**练习任务**
[a] 列出页面文本中 _dictKeyIndex 函数开头声明的全部局部变量。
[b] 从页面文本中原样返回以包含"检查哈希键是否已经被占用,被占用了就返回 -1,否则返回 key"的词语开头、到"-1 is returned."结束的那一段。
[c] 根据页面文本,如果哈希表正在进行 rehash,返回的索引属于哪一张哈希表?

**页面文本**

_ _ _ _ _ _ _

检查哈希键是否已经被占用,被占用了就返回 -1,否则返回 key 对应的哈希索引。

 
    /* Returns the index of a free slot that can be populated with
     * a hash entry for the given 'key'.
     * If the key already exists, -1 is returned.
     *
     * Note that if we are in the process of rehashing the hash table, the
     * index is always returned in the context of the second (new) hash table. */
    static int _dictKeyIndex(dict *d, const void *key) {
        unsigned int h, idx, table;
        dictEntry *he;
    
        /* Expand the hash table if needed */
        if (_dictExpandIfNeeded(d) == DICT_ERR)
            return -1;
        /* Compute the key hash value */
        h = dictHashKey(d, key);
        for (table = 0; table <= 1; table++) {
            idx = h & d->ht[table].sizemask;
            /* Search if this slot does not already contain the given key */
            he = d->ht[table].table[idx];
            while(he) {
                // 如果 key 已经存在则返回 -1。

_ _ _ _ _ _ _

**数据记录**
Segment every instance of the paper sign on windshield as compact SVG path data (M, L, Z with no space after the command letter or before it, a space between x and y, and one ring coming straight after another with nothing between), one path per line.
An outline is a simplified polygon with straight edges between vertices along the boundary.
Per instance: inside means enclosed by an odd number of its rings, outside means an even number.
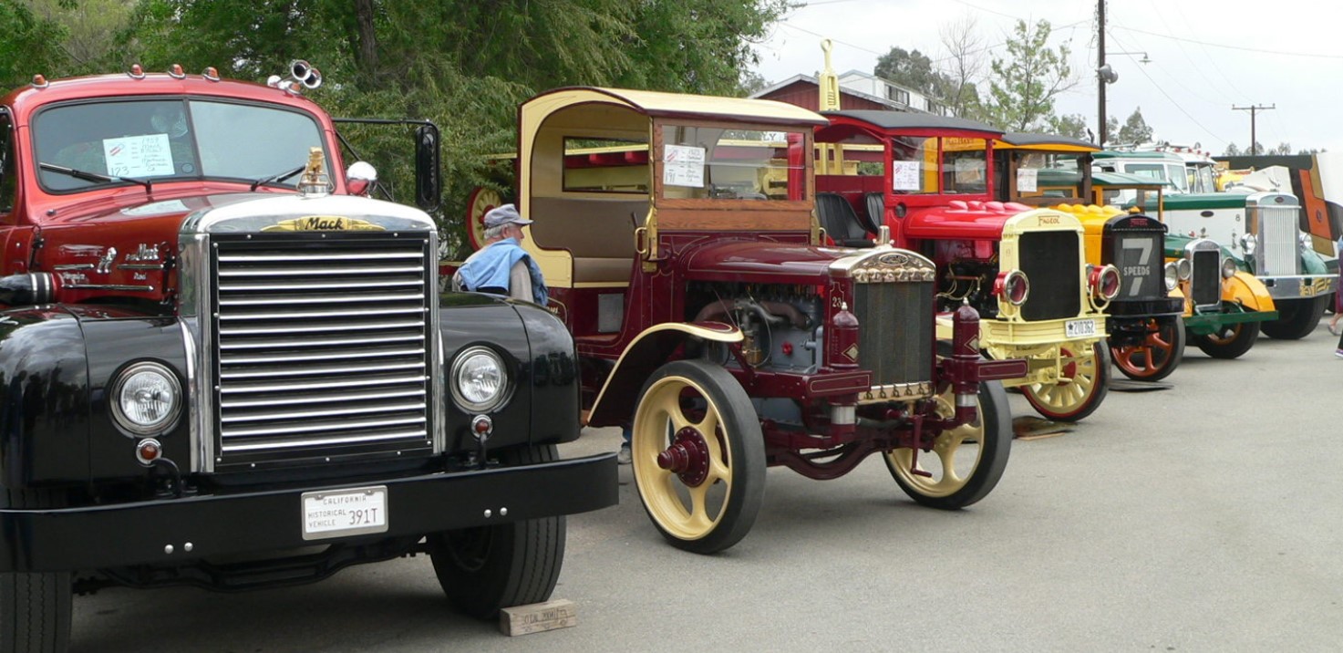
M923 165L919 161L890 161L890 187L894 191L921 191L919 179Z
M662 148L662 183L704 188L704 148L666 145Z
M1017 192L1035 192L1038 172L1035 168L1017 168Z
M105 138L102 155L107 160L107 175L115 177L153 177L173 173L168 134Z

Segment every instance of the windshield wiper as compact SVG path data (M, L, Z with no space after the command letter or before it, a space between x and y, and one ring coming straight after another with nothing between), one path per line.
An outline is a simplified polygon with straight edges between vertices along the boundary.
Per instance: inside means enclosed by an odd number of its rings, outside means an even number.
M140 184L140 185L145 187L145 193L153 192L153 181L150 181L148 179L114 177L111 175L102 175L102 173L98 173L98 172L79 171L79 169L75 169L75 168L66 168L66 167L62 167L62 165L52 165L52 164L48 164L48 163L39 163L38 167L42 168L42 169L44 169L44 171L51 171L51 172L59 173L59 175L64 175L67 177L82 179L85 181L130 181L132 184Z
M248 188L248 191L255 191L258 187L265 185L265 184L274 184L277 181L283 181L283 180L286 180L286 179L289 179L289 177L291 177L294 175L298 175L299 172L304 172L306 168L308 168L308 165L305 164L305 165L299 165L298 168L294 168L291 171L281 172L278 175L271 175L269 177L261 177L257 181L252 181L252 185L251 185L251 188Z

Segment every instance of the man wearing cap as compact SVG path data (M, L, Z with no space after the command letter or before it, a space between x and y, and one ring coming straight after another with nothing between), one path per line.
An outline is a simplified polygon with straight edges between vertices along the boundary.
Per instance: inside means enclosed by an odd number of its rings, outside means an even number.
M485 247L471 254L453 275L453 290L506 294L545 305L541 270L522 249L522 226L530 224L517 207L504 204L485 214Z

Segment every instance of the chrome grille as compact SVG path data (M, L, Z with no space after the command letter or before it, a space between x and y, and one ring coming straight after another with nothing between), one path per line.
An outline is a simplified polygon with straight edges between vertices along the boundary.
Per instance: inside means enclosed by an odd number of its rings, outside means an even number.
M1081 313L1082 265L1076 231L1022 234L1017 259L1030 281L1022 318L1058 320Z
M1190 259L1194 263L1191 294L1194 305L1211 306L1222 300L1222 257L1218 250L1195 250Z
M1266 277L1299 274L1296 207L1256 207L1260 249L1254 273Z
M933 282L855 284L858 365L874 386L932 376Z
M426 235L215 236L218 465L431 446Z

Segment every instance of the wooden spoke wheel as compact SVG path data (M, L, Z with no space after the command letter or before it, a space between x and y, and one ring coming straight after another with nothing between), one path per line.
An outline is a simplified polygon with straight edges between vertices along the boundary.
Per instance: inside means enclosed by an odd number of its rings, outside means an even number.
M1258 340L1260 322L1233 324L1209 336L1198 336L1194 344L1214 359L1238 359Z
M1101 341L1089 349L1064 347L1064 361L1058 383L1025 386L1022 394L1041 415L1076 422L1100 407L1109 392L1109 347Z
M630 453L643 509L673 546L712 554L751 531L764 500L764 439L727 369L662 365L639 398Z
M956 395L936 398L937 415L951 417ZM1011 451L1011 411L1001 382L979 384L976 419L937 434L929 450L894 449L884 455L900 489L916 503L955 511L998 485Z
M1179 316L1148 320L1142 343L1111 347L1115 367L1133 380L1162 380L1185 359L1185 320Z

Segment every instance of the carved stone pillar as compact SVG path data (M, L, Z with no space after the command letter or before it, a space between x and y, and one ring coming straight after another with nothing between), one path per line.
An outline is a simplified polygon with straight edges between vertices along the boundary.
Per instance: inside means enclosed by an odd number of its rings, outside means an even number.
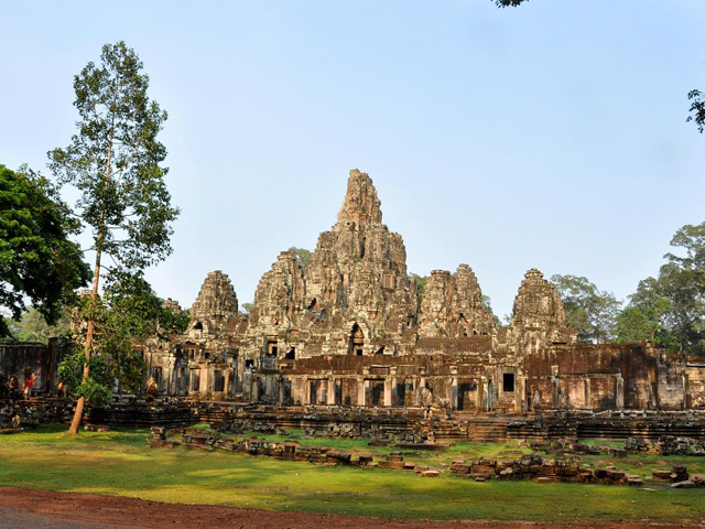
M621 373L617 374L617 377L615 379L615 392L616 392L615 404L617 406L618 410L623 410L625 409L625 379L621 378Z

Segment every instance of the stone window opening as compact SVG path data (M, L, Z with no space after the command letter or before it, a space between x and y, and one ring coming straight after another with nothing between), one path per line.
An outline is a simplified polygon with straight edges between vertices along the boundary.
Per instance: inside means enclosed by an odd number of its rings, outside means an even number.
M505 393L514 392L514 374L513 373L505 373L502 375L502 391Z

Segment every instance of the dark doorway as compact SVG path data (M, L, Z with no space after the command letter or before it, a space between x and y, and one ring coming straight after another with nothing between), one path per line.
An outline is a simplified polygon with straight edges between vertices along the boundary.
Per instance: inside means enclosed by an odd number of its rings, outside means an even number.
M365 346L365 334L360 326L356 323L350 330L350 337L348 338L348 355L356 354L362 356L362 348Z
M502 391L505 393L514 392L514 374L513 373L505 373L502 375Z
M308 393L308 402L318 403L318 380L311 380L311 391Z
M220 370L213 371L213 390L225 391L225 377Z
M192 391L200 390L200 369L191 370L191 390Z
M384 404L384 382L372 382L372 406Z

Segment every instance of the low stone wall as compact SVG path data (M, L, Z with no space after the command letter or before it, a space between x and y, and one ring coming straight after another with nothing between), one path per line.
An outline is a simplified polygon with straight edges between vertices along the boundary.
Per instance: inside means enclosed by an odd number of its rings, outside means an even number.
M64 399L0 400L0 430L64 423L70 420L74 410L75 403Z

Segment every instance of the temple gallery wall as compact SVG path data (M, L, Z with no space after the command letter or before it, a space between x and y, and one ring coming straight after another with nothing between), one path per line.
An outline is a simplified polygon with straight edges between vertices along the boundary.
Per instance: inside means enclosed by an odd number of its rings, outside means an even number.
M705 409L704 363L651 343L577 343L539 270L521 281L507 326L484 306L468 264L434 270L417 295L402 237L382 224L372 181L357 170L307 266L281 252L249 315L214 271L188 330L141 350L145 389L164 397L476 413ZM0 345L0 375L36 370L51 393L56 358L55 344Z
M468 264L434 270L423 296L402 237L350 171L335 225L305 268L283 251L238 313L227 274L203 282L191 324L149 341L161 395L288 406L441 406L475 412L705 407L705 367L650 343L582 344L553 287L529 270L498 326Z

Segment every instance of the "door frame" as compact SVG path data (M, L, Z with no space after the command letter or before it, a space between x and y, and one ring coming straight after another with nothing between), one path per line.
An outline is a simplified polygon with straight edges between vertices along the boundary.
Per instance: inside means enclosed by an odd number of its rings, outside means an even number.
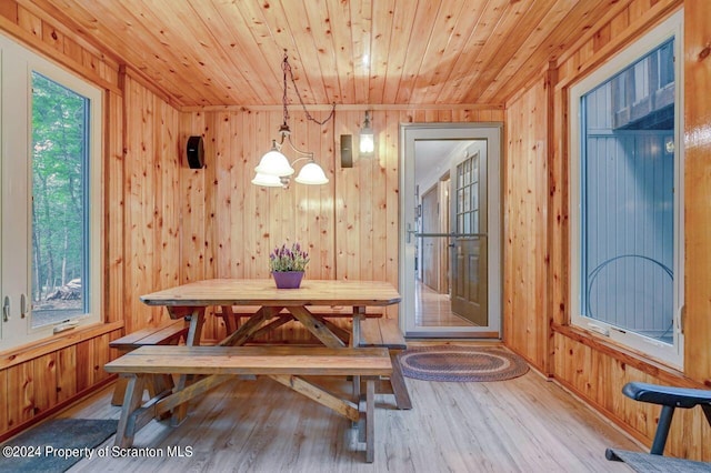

_ _ _ _ _ _ _

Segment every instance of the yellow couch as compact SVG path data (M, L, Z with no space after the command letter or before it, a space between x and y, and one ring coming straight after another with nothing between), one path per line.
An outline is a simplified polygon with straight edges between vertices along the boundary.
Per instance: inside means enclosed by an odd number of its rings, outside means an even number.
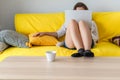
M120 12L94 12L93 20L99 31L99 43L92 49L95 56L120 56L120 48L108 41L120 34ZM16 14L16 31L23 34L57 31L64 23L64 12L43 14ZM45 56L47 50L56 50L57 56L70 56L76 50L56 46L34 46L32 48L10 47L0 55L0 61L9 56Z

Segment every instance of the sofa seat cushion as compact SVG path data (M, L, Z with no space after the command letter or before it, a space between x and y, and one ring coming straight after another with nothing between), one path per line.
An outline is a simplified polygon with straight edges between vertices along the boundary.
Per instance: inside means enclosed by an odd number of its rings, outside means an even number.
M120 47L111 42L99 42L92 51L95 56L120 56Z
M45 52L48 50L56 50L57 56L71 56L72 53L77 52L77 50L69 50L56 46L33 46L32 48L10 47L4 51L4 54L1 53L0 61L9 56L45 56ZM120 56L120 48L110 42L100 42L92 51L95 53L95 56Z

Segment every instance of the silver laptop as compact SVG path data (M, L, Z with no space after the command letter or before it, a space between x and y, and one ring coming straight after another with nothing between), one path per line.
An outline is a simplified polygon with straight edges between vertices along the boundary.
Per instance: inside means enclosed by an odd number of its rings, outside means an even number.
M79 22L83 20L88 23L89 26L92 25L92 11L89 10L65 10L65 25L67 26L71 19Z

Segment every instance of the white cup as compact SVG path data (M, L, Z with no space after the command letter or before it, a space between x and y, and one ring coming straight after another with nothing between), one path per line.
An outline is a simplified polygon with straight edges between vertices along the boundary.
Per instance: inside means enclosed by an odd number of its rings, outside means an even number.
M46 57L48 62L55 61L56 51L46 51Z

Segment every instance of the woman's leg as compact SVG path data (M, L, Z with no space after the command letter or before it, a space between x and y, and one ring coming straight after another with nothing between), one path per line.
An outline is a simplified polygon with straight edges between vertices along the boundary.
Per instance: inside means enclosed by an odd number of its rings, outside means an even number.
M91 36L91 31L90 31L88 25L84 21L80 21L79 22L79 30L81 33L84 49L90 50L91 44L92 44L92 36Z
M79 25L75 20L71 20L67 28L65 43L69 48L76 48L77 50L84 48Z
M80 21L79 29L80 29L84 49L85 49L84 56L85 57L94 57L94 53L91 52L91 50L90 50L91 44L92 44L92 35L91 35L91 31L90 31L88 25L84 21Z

_ _ _ _ _ _ _

**各题答案**
[a] h、idx、table、he

[b]
检查哈希键是否已经被占用,被占用了就返回 -1,否则返回 key 对应的哈希索引。

 
    /* Returns the index of a free slot that can be populated with
     * a hash entry for the given 'key'.
     * If the key already exists, -1 is returned.

[c] 返回的索引始终属于第二张(新的)哈希表。